▸ WORK ORDER:
Reproduce word for word the portion of the passage about the anthology Cuentos Del Centro starting at "As Carlos Cumpián" and ending at "Kansas City, Missouri.".

▸ GIVEN TEXT:
As Carlos Cumpián points out in the introduction—the writers assembled in this anthology hail from diverse places and bring their regional spices to add to the literary salsa that is Cuentos Del Centro —California, Colombia, Texas, Peru. This was a revealing volume for me to read, since I’ve only experienced Latino culture on the American coasts: Puerto Rican, Colombian, and Cuban culture on the East Coast and Mexican and Central-American in the west—with sprinklings of others. The stories in this book were composed by writers in the Latino Writers Collective, which is based in Kansas City, Missouri.

▸ INFORMATION PROVIDED:

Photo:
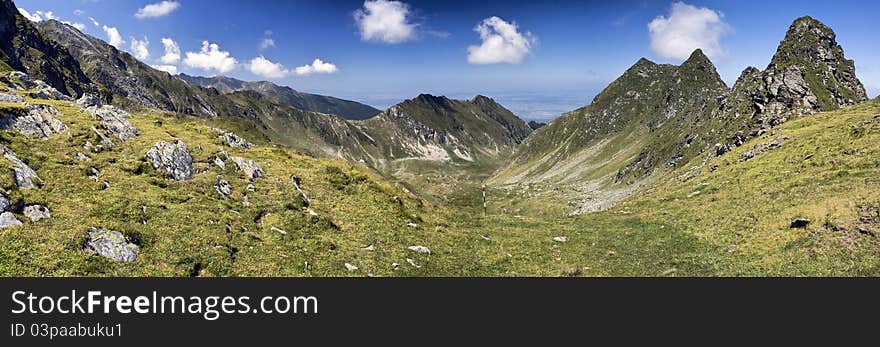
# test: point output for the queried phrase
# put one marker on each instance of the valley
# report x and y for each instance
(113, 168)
...
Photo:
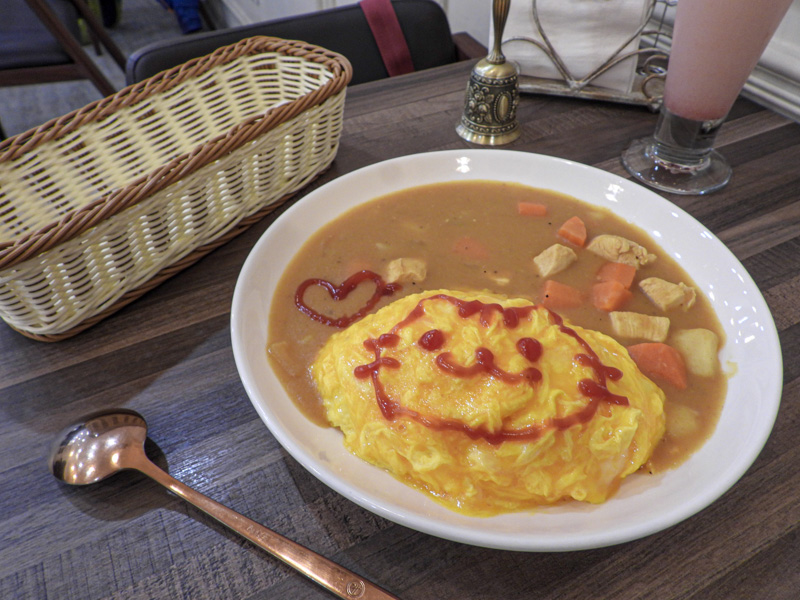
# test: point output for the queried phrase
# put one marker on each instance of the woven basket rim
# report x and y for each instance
==
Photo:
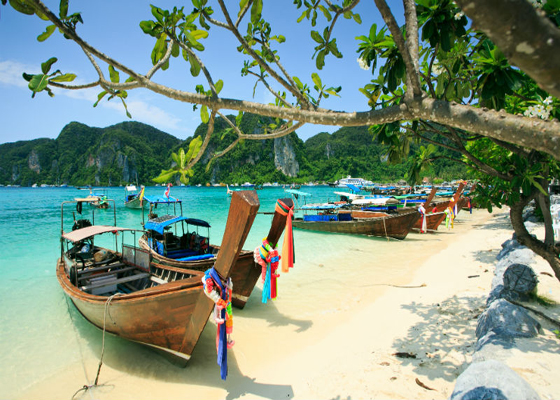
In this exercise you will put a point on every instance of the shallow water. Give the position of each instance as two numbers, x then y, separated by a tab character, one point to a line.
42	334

▸ COMPLETED EXERCISE:
As Carlos Cumpián points out in the introduction—the writers assembled in this anthology hail from diverse places and bring their regional spices to add to the literary salsa that is Cuentos Del Centro —California, Colombia, Texas, Peru. This was a revealing volume for me to read, since I’ve only experienced Latino culture on the American coasts: Puerto Rican, Colombian, and Cuban culture on the East Coast and Mexican and Central-American in the west—with sprinklings of others. The stories in this book were composed by writers in the Latino Writers Collective, which is based in Kansas City, Missouri.